[Document segment]
Burning incense generates large amounts of air pollutants, many of which are confirmed or suspected human lung carcinogens.


We conducted a population-based case-referent study to examine the effect of incense smoke exposure on lung cancer risk among Chinese males and explored the joint effect of cigarette smoking and exposure to residential radon.


We recruited 1,208 male lung cancer incident cases and 1,069 community referents from 2004 to 2006 and estimated their lifetime exposures to incense smoke and other residential indoor air pollutants based on self-reported information collected during interviews. We performed unconditional multivariable logistic regression analysis to estimate the odds ratio (OR) for lung cancer associated with exposure to incense smoke after adjusting for possible confounders. We conducted stratified analyses by smoking status and exposures to incense burning and residential radon and explored the potential additive-scale interactions.


We observed an association between incense exposure and lung cancer that was limited primarily to smokers. Cigarette smoking and high cumulative incense exposure at home appeared to have a synergistic effect on lung cancer (compared with never-smokers who never used incense, the OR for lung cancer for smokers who used incense ≥ 60 day-years = 5.00; 95% confidence interval: 3.34, 7.51). Power was limited, but we also found preliminary evidence suggesting that radon exposure may increase risk among smokers using incense.


Our study suggests that exposure to incense smoke in the home may increase the risk of lung cancer among smokers and that exposure to radon may further increase risk.

[What you need to do]
[1] Retype the incense smoke and lung cancer text from "Our study suggests" to "further increase risk.".
[2] Translate this sentence from the abstract on incense smoke and lung cancer into Spanish: "Our study suggests that exposure to incense smoke in the home may increase the risk of lung cancer among smokers and that exposure to radon may further increase risk."

[Extracted data]

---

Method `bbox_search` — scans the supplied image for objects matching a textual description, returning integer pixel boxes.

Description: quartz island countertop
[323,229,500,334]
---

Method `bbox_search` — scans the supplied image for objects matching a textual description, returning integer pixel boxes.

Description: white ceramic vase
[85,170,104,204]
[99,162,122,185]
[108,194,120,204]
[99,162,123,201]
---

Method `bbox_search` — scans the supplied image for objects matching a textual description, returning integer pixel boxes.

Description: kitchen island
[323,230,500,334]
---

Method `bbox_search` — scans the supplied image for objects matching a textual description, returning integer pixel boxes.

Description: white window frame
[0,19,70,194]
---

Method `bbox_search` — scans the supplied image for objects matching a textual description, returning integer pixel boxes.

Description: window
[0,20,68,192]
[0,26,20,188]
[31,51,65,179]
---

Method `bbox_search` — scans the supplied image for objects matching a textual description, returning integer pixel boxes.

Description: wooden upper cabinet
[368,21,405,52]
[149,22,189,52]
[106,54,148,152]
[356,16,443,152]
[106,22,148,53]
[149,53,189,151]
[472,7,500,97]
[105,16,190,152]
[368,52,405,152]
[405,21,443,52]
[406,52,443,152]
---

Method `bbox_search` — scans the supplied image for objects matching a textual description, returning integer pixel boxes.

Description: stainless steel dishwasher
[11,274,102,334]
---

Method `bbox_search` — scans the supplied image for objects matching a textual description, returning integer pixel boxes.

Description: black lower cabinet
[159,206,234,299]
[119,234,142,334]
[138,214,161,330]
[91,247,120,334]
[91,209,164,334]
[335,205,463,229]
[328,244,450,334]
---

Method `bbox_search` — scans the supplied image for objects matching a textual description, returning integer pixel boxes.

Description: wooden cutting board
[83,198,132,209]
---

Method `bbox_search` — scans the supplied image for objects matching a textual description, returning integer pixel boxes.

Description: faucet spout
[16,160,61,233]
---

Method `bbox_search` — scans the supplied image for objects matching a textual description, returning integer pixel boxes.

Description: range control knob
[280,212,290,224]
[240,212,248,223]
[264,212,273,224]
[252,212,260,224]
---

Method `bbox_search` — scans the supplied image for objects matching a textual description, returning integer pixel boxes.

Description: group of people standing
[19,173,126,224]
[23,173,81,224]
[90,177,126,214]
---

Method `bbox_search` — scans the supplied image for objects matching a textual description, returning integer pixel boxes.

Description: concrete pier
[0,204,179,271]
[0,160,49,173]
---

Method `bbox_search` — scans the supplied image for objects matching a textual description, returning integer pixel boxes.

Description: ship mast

[Results by task]
[1]
Our study suggests that exposure to incense smoke in the home may increase the risk of lung cancer among smokers and that exposure to radon may further increase risk.

[2] Nuestro estudio sugiere que la exposición al humo de incienso en el hogar puede aumentar el riesgo de cáncer de pulmón entre los fumadores y que la exposición al radón puede aumentar aún más el riesgo.